_Provided text_:
◇ ◇ ◇ ◇

Derrick A. Jensen
Executive Vice President of Business Operations at Quanta Services
Thanks, Duke, and good morning, everyone. I'll start by saying that we've received so many phone calls and e-mails for an encore performance that I'm doing one more quarter call, but after this call, I'm dropping the mic. As Kip commentary, Jayshree is doing fine and though she is not joining the call today, she has been overseeing the quarter and will be signed in the certification for our filing. She will be delivering next quarter's call notes as I wander around backstage. With that, I'll turn to our earnings release where today, we announced record second quarter revenues of $4.2 billion. Net income attributable to common stock was $88 million or $0.59 per diluted share and adjusted diluted earnings per share, a non-GAAP measure, was a record for the second quarter at $1.54.
Our electric power revenues were $2.2 billion, a quarterly record and a 21% increase when compared to the second quarter of 2021. This increase was primarily due to growth in spending by our utility customers on grid modernization and hardening resulting in increased demand for our electric power services as well as approximately $80 million in revenues attributable to acquired businesses. Electric segment operating income margins in 2Q '22 were 10.6% compared to 11.4% in 2Q '21. The margin reduction is largely attributable to normal project variability. However, margins were pressured somewhat by inefficiencies attributable to supply chain disruptions impacting certain operations and elevated consumables costs.

◇ ◇ ◇ ◇

_Stated exercise 1_:
Which lines of the entries contain the string "print"? Show each of them in full, treating uppercase and lowercase as different.

Entries from a pointing dataset:
◇ ◇ ◇ ◇

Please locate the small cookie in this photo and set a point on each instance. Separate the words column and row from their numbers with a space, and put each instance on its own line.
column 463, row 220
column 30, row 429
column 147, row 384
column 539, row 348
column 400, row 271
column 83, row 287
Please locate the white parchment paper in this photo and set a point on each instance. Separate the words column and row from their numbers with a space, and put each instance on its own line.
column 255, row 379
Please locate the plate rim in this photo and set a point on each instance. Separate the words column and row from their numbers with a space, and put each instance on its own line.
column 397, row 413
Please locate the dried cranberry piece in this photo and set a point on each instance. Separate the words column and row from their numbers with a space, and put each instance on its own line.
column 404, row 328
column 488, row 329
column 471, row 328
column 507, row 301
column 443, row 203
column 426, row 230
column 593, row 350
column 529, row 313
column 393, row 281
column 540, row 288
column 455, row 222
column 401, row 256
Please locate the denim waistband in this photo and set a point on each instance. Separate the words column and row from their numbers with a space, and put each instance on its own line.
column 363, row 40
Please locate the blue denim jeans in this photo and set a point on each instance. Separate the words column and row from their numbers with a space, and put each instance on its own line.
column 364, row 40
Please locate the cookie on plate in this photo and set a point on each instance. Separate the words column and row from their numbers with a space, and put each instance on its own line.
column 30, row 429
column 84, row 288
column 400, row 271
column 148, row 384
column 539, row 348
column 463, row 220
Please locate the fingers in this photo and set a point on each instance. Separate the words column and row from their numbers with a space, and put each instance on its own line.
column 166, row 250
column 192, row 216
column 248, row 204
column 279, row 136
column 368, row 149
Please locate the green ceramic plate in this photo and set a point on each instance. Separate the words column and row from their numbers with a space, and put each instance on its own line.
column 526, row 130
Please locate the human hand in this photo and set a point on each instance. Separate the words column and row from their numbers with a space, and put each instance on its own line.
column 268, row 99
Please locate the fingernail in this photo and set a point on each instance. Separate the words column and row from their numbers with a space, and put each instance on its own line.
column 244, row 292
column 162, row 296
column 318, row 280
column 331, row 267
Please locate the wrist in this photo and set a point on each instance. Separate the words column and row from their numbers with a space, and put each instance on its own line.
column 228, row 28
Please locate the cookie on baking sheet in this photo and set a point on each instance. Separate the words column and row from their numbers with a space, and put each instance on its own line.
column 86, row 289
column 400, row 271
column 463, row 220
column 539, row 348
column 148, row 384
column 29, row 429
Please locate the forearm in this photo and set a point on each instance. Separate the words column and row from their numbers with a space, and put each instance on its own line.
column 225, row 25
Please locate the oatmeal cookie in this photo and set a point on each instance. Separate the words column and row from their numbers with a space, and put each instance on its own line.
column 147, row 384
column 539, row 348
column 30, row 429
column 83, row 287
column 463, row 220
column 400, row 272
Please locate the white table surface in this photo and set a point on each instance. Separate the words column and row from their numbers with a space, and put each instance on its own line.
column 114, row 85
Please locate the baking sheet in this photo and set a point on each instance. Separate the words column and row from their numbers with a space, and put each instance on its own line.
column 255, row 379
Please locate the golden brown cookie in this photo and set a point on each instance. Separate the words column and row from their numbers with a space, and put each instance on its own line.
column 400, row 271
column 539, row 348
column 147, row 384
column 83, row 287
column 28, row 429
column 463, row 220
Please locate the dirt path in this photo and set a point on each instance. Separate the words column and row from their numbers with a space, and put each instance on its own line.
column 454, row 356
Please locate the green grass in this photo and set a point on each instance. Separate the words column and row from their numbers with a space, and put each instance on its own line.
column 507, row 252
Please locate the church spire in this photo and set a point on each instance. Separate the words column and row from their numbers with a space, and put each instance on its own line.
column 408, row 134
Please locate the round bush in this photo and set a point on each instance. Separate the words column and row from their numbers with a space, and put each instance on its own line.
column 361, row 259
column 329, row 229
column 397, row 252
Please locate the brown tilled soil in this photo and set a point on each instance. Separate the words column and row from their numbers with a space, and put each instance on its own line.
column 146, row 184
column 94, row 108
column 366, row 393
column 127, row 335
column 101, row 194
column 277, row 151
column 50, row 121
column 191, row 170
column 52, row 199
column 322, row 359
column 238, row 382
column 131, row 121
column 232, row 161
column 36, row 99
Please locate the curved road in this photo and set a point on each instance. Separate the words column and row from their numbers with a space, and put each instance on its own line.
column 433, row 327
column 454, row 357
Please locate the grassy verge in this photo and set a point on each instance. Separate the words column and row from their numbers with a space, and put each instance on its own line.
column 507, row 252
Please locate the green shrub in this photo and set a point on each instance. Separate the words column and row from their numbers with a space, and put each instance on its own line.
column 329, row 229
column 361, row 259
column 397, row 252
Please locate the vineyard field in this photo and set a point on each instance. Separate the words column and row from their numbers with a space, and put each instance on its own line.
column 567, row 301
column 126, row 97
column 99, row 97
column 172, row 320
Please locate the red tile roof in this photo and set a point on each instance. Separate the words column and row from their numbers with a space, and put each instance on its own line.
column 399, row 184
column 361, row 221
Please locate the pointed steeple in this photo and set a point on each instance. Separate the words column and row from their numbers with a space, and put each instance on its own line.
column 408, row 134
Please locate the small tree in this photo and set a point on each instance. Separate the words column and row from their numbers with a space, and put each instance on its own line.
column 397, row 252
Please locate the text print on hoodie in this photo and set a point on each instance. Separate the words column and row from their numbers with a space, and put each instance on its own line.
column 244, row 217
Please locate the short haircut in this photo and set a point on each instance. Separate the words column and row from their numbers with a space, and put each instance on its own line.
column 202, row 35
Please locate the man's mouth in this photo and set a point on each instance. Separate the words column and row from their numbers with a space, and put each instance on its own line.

◇ ◇ ◇ ◇

_Stated exercise 2_:
In the earnings call remarks, what was the electric segment operating income margin in 2Q '22?

_Task result 1_:
Please locate the text print on hoodie in this photo and set a point on each instance. Separate the words column and row from their numbers with a space, and put each instance on its own line.

_Task result 2_:
10.6%, compared to 11.4% in 2Q '21.